--- DIRECTIONS FOR THIS TASK ---
Each line below should be quoted exactly, please.

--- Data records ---
______

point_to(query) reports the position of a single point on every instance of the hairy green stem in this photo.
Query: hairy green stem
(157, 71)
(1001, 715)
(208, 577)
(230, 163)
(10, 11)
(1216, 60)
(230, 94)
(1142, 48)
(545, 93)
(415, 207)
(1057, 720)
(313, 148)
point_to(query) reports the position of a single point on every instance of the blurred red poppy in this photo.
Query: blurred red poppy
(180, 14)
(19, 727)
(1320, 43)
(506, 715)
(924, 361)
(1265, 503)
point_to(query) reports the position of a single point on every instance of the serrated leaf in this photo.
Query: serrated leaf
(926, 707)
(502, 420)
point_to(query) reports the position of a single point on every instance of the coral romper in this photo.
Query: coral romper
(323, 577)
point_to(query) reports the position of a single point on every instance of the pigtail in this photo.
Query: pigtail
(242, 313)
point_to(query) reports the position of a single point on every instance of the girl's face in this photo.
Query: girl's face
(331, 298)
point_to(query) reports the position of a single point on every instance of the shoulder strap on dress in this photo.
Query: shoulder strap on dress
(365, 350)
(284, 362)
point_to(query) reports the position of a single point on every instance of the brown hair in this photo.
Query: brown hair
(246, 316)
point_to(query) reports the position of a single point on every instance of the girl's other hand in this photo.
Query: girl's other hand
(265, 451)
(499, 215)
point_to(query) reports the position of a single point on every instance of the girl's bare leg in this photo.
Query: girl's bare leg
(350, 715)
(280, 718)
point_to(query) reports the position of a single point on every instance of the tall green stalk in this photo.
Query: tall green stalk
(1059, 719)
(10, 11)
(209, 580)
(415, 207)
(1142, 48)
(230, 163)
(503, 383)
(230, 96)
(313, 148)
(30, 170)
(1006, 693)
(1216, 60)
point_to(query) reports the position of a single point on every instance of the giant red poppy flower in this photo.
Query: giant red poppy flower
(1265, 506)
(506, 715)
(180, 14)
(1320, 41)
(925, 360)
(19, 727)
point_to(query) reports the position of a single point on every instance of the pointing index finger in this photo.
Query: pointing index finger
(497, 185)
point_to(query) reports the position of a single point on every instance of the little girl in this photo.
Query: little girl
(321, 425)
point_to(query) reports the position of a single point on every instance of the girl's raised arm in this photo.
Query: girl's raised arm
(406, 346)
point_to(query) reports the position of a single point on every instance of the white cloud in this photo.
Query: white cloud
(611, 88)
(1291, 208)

______

--- ANSWER SECTION ---
point_to(query) reports the position of a single point on every instance of the hairy green stem in this photo.
Query: hairy green stem
(157, 71)
(1001, 715)
(208, 577)
(230, 163)
(10, 11)
(1216, 60)
(230, 94)
(1142, 48)
(545, 93)
(415, 207)
(1057, 720)
(313, 148)
point_to(query) reports the position of a single point on every instance of the blurred red poppy in this photo.
Query: blurred red poppy
(180, 14)
(19, 727)
(1320, 43)
(506, 715)
(924, 361)
(1265, 503)
point_to(query) reports the position of a single point on every instance of the serrated leaf in this photo.
Query: serrated leaf
(926, 707)
(502, 420)
point_to(query) reports the position of a single point on every instance of the coral romper in this photo.
Query: coral romper
(323, 577)
point_to(query) reports the position of a single point on every instance of the pigtail in this photo.
Query: pigtail
(242, 313)
point_to(query) reports the position of a single point on every instance of the girl's face in this photo.
Query: girl's face
(331, 298)
point_to(query) reports the position of a single point on every instance of the shoulder strap on dress in this photo.
Query: shoulder strap on dress
(365, 350)
(284, 362)
point_to(query) reports the position of a single point on every instance of the brown hair in this photo.
Query: brown hair
(246, 316)
point_to(query) reports the position of a single point on every instance of the girl's other hand in this photo.
Query: girl's other hand
(265, 451)
(499, 215)
point_to(query) reports the position of a single point on every instance of the girl's bare leg in this photo.
Query: girl's bare leg
(350, 715)
(280, 718)
point_to(query) reports the position of a single point on every instance of the tall green stalk in this photo.
Query: tall green stalk
(1059, 719)
(10, 11)
(209, 580)
(415, 207)
(1142, 48)
(230, 163)
(503, 383)
(230, 96)
(313, 148)
(30, 170)
(1006, 693)
(1216, 60)
point_to(query) reports the position of a single point on every instance of the giant red poppy flower in this photo.
Query: giant red poppy flower
(1265, 506)
(506, 715)
(180, 14)
(1320, 41)
(925, 360)
(19, 727)
point_to(query) reports the position of a single point on every instance of the pointing index finger in this photo.
Query: pointing index finger
(497, 185)
point_to(query) reports the position of a single point on every instance of the little girl in this photo.
Query: little girl
(321, 425)
point_to(query) reports the position of a single point on every instance of the girl's raised arm in this photo.
Query: girl's raised arm
(406, 346)
point_to(query) reports the position of a single point on every instance of the white cloud in this photo.
Query: white cloud
(611, 88)
(1291, 208)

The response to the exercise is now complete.